#### [WORK REQUIRED]
Update the records below by replacing every occurrence of "thickest part" with "widest part". Leave everything else unchanged.

#### [PROVIDED DATA]
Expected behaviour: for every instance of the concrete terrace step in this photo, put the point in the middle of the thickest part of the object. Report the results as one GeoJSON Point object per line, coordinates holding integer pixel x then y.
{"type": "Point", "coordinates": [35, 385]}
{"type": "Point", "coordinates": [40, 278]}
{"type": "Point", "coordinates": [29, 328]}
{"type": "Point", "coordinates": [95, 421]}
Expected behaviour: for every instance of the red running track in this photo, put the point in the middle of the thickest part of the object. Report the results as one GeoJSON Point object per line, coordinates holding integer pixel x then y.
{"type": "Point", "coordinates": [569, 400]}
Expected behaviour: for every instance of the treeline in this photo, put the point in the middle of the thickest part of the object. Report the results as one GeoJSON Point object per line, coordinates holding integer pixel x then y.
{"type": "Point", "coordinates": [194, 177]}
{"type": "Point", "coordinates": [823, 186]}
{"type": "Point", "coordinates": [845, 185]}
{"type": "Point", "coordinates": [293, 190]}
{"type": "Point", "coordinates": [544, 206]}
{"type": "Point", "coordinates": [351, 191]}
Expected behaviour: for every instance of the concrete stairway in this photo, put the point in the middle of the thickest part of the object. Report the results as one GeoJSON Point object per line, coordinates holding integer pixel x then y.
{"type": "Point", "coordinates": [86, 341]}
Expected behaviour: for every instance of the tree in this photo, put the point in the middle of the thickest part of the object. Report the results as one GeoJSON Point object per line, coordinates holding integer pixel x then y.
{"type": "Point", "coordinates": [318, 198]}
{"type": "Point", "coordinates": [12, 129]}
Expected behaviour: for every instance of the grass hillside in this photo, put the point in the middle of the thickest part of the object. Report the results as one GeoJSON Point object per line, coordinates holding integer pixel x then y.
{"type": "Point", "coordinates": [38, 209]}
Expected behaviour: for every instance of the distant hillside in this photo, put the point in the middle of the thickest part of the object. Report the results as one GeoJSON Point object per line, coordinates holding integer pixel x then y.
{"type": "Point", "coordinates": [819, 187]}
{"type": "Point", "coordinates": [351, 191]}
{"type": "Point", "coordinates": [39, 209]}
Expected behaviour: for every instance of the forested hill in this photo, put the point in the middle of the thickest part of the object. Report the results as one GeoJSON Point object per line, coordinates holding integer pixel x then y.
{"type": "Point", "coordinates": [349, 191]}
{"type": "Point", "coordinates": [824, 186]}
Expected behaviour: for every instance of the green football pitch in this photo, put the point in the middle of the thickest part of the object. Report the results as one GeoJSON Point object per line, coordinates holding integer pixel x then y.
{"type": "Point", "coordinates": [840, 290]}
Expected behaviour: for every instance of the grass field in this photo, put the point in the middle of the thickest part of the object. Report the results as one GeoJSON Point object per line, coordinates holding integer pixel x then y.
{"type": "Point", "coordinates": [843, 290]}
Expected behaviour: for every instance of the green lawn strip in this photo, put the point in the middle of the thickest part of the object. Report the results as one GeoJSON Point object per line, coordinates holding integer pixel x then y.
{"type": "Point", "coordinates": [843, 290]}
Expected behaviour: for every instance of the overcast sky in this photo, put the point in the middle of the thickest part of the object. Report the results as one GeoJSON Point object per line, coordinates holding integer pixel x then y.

#### [ANSWER BELOW]
Expected behaviour: for every instance of the concrete terrace step in this photo, put the point in the middle of the widest part of the object. Report the results as one GeoJSON Point object per line, coordinates holding integer pixel x then y.
{"type": "Point", "coordinates": [35, 385]}
{"type": "Point", "coordinates": [40, 278]}
{"type": "Point", "coordinates": [29, 328]}
{"type": "Point", "coordinates": [95, 421]}
Expected behaviour: for every instance of the red running track in this photo, put the point in the middle of the widest part of the object. Report the results as one GeoJSON Point object per line, coordinates holding integer pixel x then y.
{"type": "Point", "coordinates": [569, 400]}
Expected behaviour: for every instance of the treeline in this photo, put the point in the middle of the widest part of the object. Report the results as one GeoJSON Point object per line, coordinates holding integer pixel x then y.
{"type": "Point", "coordinates": [194, 177]}
{"type": "Point", "coordinates": [823, 186]}
{"type": "Point", "coordinates": [845, 185]}
{"type": "Point", "coordinates": [293, 190]}
{"type": "Point", "coordinates": [544, 206]}
{"type": "Point", "coordinates": [351, 191]}
Expected behaviour: for every instance of the concrete stairway in this photo, put the point in the middle of the widest part of the object. Report the results as one GeoJSON Point object per line, coordinates holding integer pixel x then y.
{"type": "Point", "coordinates": [86, 341]}
Expected behaviour: for every instance of the tree in this photo, put the point in the middle of the widest part of the object. Report the results as one GeoJSON Point object per line, coordinates holding integer pixel x then y.
{"type": "Point", "coordinates": [318, 198]}
{"type": "Point", "coordinates": [12, 129]}
Expected behaviour: for every instance of the grass hillside in this photo, put the point in the middle of the widest part of the object. Report the results as one GeoJSON Point object per line, coordinates holding integer pixel x then y.
{"type": "Point", "coordinates": [38, 209]}
Expected behaviour: for every instance of the distant hillside in this photo, put the point in the middle of the widest part of the object. Report the results as one GeoJSON Point object per line, coordinates holding integer pixel x then y.
{"type": "Point", "coordinates": [819, 187]}
{"type": "Point", "coordinates": [351, 191]}
{"type": "Point", "coordinates": [39, 209]}
Expected behaviour: for every instance of the forested hill in this photo, put the point in the middle of the widest part of the object. Report the results as one GeoJSON Point object per line, coordinates holding integer pixel x then y.
{"type": "Point", "coordinates": [349, 191]}
{"type": "Point", "coordinates": [824, 186]}
Expected behaviour: for every instance of the green football pitch in this photo, put the point in the middle of the widest part of the object. Report the results as one GeoJSON Point object per line, coordinates holding integer pixel x then y.
{"type": "Point", "coordinates": [840, 290]}
Expected behaviour: for every instance of the grass field in this photo, put the point in the middle of the widest part of the object. Report the results as one GeoJSON Point object per line, coordinates holding integer pixel x then y.
{"type": "Point", "coordinates": [843, 290]}
Expected behaviour: for every instance of the green lawn strip in this photo, put the point in the middle of the widest part of the object. Report the results as one GeoJSON Point object per line, coordinates holding integer pixel x then y.
{"type": "Point", "coordinates": [843, 290]}
Expected behaviour: for every instance of the overcast sky in this photo, put the point in the middle of the widest part of the object. Report the results as one GeoJSON Point object per line, coordinates holding integer pixel x then y.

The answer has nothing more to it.